> **Prompt**
With the pictures omitted, write out the entries that follow exactly as they stand.
'''
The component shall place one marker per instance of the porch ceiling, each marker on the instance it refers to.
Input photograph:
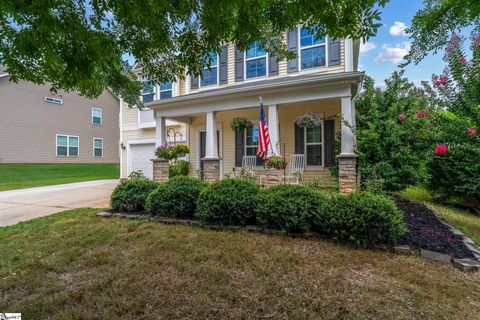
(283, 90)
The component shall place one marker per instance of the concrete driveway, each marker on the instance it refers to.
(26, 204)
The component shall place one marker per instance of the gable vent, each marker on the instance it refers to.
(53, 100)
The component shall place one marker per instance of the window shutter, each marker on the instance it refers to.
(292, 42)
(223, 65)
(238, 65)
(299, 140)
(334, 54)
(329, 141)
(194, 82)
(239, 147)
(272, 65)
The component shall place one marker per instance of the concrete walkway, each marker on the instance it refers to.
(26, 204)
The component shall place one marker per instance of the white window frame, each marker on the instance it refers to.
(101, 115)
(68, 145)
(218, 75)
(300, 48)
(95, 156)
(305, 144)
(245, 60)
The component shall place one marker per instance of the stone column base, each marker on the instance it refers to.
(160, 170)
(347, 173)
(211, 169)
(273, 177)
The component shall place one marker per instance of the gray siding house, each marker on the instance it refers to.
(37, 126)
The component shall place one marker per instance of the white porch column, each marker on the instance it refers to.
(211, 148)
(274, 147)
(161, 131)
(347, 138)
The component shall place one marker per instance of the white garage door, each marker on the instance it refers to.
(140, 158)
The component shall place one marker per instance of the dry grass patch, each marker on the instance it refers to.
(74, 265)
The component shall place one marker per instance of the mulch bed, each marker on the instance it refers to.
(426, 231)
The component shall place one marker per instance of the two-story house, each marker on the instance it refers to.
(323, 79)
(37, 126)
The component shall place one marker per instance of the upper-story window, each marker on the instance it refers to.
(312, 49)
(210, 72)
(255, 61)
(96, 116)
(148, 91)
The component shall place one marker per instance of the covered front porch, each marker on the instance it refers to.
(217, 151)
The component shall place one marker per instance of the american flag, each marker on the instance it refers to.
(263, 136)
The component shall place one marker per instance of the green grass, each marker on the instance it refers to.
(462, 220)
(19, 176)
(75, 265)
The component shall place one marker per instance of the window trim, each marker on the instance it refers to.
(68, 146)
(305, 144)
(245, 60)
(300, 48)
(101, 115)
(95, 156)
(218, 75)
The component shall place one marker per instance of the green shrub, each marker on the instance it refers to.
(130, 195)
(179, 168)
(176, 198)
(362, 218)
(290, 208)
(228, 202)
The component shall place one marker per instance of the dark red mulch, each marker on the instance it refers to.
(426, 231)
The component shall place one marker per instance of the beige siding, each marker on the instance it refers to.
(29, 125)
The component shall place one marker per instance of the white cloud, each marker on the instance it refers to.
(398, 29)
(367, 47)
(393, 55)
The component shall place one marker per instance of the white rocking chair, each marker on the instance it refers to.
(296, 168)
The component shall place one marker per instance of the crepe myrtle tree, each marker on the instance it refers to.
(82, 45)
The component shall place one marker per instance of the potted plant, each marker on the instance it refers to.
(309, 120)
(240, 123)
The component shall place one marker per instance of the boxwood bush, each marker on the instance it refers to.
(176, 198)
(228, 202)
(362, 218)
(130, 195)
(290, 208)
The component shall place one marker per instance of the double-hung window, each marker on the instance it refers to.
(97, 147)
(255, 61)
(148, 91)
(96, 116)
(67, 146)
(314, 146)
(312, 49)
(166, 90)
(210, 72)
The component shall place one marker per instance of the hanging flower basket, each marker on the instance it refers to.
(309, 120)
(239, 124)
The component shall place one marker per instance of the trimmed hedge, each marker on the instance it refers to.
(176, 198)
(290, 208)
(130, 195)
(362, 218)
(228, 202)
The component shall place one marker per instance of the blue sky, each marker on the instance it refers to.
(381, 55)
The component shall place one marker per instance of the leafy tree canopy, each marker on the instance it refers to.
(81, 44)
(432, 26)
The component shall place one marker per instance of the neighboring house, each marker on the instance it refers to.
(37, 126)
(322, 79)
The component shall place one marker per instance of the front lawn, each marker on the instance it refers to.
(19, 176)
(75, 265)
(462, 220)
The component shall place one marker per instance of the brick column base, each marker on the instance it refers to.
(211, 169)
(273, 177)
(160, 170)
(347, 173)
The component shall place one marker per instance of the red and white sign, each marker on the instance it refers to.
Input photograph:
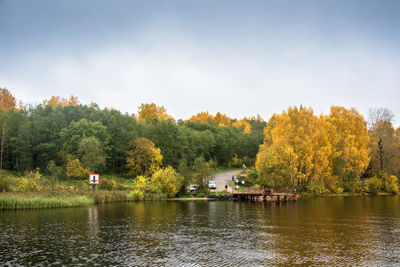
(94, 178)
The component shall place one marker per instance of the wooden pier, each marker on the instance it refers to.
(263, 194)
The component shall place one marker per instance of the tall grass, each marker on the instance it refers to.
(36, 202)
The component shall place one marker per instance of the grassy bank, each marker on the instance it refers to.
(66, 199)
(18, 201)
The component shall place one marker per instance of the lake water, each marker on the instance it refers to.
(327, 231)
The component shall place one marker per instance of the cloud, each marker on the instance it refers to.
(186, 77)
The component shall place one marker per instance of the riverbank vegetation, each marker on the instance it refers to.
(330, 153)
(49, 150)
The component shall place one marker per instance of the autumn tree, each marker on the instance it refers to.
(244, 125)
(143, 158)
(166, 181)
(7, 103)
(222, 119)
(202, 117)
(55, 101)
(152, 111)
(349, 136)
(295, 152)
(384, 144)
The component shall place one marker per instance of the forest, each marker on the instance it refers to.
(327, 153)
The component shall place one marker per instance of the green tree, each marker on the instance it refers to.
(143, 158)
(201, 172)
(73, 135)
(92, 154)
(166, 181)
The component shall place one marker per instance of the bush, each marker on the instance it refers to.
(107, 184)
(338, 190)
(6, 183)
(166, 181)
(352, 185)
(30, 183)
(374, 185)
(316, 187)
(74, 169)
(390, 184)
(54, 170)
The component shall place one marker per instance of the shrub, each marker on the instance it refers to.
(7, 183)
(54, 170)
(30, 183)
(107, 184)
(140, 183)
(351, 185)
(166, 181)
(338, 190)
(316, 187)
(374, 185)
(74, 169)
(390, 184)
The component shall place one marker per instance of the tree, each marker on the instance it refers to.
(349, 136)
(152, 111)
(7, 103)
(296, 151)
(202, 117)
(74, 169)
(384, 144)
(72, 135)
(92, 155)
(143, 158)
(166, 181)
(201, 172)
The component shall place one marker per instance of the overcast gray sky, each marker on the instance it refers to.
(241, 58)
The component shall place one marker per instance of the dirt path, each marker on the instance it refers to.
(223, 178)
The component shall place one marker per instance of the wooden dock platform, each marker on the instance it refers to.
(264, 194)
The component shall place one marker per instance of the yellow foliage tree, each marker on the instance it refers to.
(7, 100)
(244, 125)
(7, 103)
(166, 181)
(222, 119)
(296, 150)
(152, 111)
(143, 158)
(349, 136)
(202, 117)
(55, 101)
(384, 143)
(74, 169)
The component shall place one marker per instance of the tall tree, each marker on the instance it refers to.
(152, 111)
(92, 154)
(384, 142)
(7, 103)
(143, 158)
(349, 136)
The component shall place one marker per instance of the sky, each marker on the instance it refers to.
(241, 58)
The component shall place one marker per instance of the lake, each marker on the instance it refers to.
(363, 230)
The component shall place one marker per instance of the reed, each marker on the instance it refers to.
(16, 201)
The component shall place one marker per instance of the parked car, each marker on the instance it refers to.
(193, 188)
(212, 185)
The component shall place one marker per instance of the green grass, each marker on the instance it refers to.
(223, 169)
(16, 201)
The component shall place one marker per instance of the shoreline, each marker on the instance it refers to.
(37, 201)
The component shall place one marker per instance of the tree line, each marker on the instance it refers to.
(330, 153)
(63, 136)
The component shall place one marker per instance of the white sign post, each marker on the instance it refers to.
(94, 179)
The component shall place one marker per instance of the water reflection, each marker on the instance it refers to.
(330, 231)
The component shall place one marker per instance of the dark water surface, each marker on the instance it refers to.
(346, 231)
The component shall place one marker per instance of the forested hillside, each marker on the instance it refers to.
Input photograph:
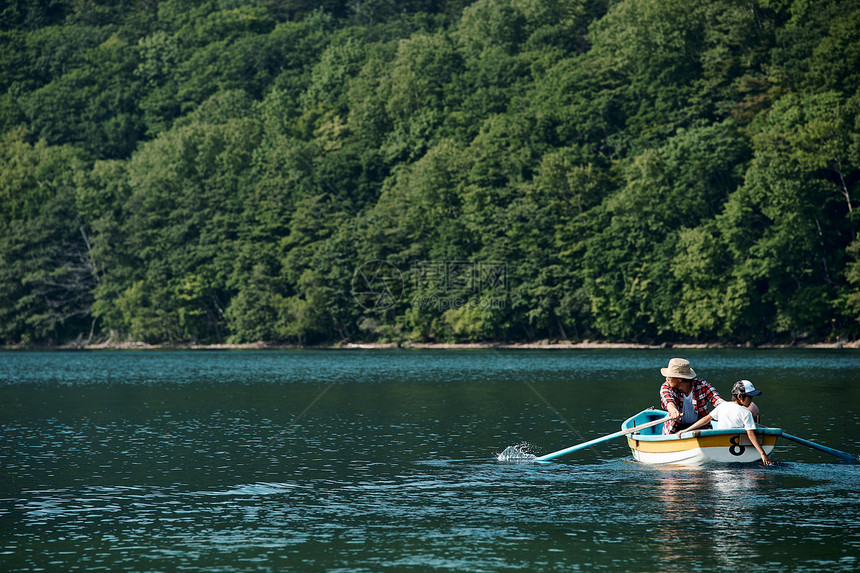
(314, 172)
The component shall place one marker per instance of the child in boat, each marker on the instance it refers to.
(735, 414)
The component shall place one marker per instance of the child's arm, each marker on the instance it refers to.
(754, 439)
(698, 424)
'''
> **In response**
The component shall place one marker per instance of the porch ceiling, each marker on the instance it refers to.
Input photograph:
(283, 90)
The component shall place one marker per instance of the concrete driveway, each marker on the instance it refers to.
(26, 204)
The component shall place one marker per instance of the gable vent, each marker on the instance it refers to.
(53, 100)
The component shall place one marker per instance of the window shutter, each marker on the instance it refers to.
(292, 42)
(223, 65)
(238, 65)
(299, 140)
(334, 54)
(329, 141)
(194, 82)
(239, 147)
(272, 65)
The component shall place one marker per instance of the concrete walkway, each marker on the instance it refers to.
(26, 204)
The component shall place one marker per instance of the white window frame, each marker on the instance it refers to.
(101, 115)
(68, 145)
(218, 75)
(300, 48)
(95, 156)
(305, 144)
(245, 60)
The component shall place one marker per instance of the stone column base, each marker on the instance it refers to.
(160, 170)
(347, 173)
(211, 169)
(273, 177)
The component shall place one marker per instance of the gray siding house, each marker on the instance it refers to.
(37, 126)
The component shall place one marker per instance of the white porch column, each marker on the instance it refers to.
(211, 148)
(274, 147)
(161, 131)
(347, 138)
The component shall place one marker per instance of the white garage door, each marker on the instance it refers to.
(140, 158)
The component shall place one marker per instance of the dry grass patch, each marker on the instance it refers to.
(74, 265)
The component shall place one marker per instance of the mulch bed, each marker on the instance it refers to.
(426, 231)
The component shall place one marker per instance of the two-story house, each marker on the instance it refers to.
(323, 79)
(37, 126)
The component shall place one marker per instance of the upper-story window, each marker on the instance it refers to.
(312, 49)
(210, 72)
(255, 61)
(96, 116)
(148, 91)
The component shall place one marker per instance of the covered front porch, each marker on the instance it refers to.
(217, 151)
The component shall place one marker per instance of the american flag, each marker on the instance it refers to.
(263, 136)
The component shall place one marker per instance of the green grass, each marker on the instance it refers to.
(462, 220)
(19, 176)
(75, 265)
The component shall place one marker per instance of the window trim, each marker on the instance it refers to.
(68, 146)
(305, 144)
(245, 60)
(300, 48)
(101, 115)
(95, 156)
(218, 75)
The component shall place one marker per instance of the green shrub, each marker on the instance it refers to.
(130, 195)
(179, 168)
(176, 198)
(362, 218)
(290, 208)
(228, 202)
The component shall place one marker per instance of the dark red mulch, each marker on the instance it refers to.
(426, 231)
The component shall place one marker per instance of the beige siding, each marker on the instance it refers to.
(29, 125)
The component shall place one marker per instance of the white cloud, each marker on the instance it refers to.
(398, 29)
(367, 47)
(393, 55)
The component shall place one marker per instance of the white rocking chair, each marker on the instance it refers to.
(296, 168)
The component shall place one marker per instance of the crepe myrtle tree, each marker on the instance it refers to.
(82, 45)
The component shall place one marker per instance of the potted plant, each marker on the instance it refers to.
(309, 120)
(240, 123)
The component shall place one marker per instance of the boxwood bush, each marker on the instance it refers to.
(176, 198)
(228, 202)
(362, 218)
(130, 195)
(290, 208)
The component shall place one marker per instance of the double-hung window, each marker on the instance it refers to.
(97, 147)
(255, 61)
(148, 91)
(96, 116)
(67, 146)
(314, 146)
(312, 49)
(166, 90)
(210, 72)
The component shall place one marker per instance of the hanging flower basket, each marker on the instance it refers to.
(309, 120)
(239, 124)
The component shall place one marker per instance of the trimmed hedge, each marker on the instance it refers to.
(176, 198)
(290, 208)
(130, 195)
(362, 218)
(228, 202)
The component shall place one marker per instance of the blue sky, each marker on the instance it refers to.
(381, 55)
The component shall place one marker per instance of the leafy tree canopy, each marker on the instance it refers to.
(81, 44)
(432, 26)
The component shall place one marker per instance of the neighboring house, each marker on the instance it refers to.
(37, 126)
(322, 79)
The component shall place one marker per instance of the front lawn, each marker on the instance it refers to.
(19, 176)
(75, 265)
(462, 220)
The component shall place one marker per instance of the brick column base, each marker on the instance it refers to.
(211, 169)
(273, 177)
(160, 170)
(347, 173)
The component shall place one marker per instance of the red and white sign, each marker on the instance it refers to.
Input photograph:
(94, 178)
The component shall place one marker per instance of the wooden pier, each marker on the instance it refers to.
(263, 194)
The component shall place one marker per instance of the tall grass, each marker on the instance it refers to.
(36, 202)
The component shall place one marker per instance of the grassy bank, each marker on the instance it refers to.
(66, 199)
(18, 201)
The component shall place one marker per instance of the lake water, each marker on the instance it refers to.
(327, 231)
The component shall place one marker per instance of the cloud, each marker on the instance it refers to.
(186, 77)
The component shall place one marker per instance of the riverbank vegetation, each marker on the instance it refers to.
(330, 153)
(49, 150)
The component shall place one marker per instance of the autumn tree, each marker on the instance it refers to.
(244, 125)
(143, 158)
(166, 181)
(7, 103)
(222, 119)
(202, 117)
(55, 101)
(152, 111)
(349, 136)
(295, 152)
(384, 144)
The component shall place one marker per instance of the forest, each marker on the instance it refers to.
(327, 153)
The component shall place one marker per instance of the green tree, each marker on the instance it refers to.
(143, 158)
(201, 172)
(73, 135)
(92, 154)
(166, 181)
The component shall place one marker per instance of the bush, each marker on the instance it refers to.
(107, 184)
(338, 190)
(6, 183)
(166, 181)
(352, 185)
(30, 183)
(374, 185)
(316, 187)
(74, 169)
(390, 184)
(54, 170)
The component shall place one marker per instance of the shrub, each marker on the instance it refers to.
(7, 183)
(54, 170)
(30, 183)
(107, 184)
(140, 183)
(351, 185)
(166, 181)
(338, 190)
(316, 187)
(374, 185)
(74, 169)
(390, 184)
The component shall place one marker per instance of the tree, each marker on the instance it refers to.
(349, 136)
(152, 111)
(7, 103)
(296, 151)
(202, 117)
(74, 169)
(384, 144)
(72, 135)
(92, 155)
(143, 158)
(166, 181)
(201, 172)
The component shall place one marker per instance of the overcast gray sky, each marker on the instance it refers to.
(241, 58)
The component shall place one marker per instance of the dirt path, each marker on the instance it refers to.
(223, 178)
The component shall place one marker per instance of the wooden dock platform, each marker on the instance it refers to.
(264, 194)
The component shall place one marker per instance of the yellow foliage tree, each marker on the instance it refers to.
(7, 100)
(244, 125)
(7, 103)
(166, 181)
(222, 119)
(296, 150)
(152, 111)
(143, 158)
(349, 136)
(202, 117)
(55, 101)
(384, 143)
(74, 169)
The component shall place one marker per instance of the tall tree, each marker on the instance it refers to.
(152, 111)
(92, 154)
(384, 142)
(7, 103)
(143, 158)
(349, 136)
The component shall place one marker per instance of the sky, each marker on the instance it refers to.
(241, 58)
The component shall place one marker per instance of the lake, each marker on the instance it refers to.
(363, 230)
The component shall place one marker per instance of the reed, each marker on the instance it refers to.
(16, 201)
The component shall place one marker per instance of the parked car, each marker on the instance it refers to.
(193, 188)
(212, 185)
The component shall place one marker per instance of the green grass, each marker on the instance it refers to.
(223, 169)
(16, 201)
The component shall place one marker per instance of the shoreline, each marker on the instance it refers to.
(37, 201)
The component shall place one marker per instance of the tree line, each marker on the instance it refers to.
(330, 153)
(63, 136)
The component shall place one marker per instance of the white sign post, each marker on the instance it refers to.
(94, 179)
The component shall place one marker per instance of the water reflection, each marker on the instance it refers to.
(330, 231)
The component shall place one marker per instance of the dark water surface, each marker on the instance it refers to.
(346, 231)
The component shall place one marker per instance of the forested hillside, each marker on the instance it refers to.
Input photograph:
(314, 172)
The component shall place one marker per instance of the child in boat, each marker on the instance it refers to.
(735, 414)
The component shall place one marker per instance of the child's arm, each marker on the instance it refers to.
(754, 439)
(698, 424)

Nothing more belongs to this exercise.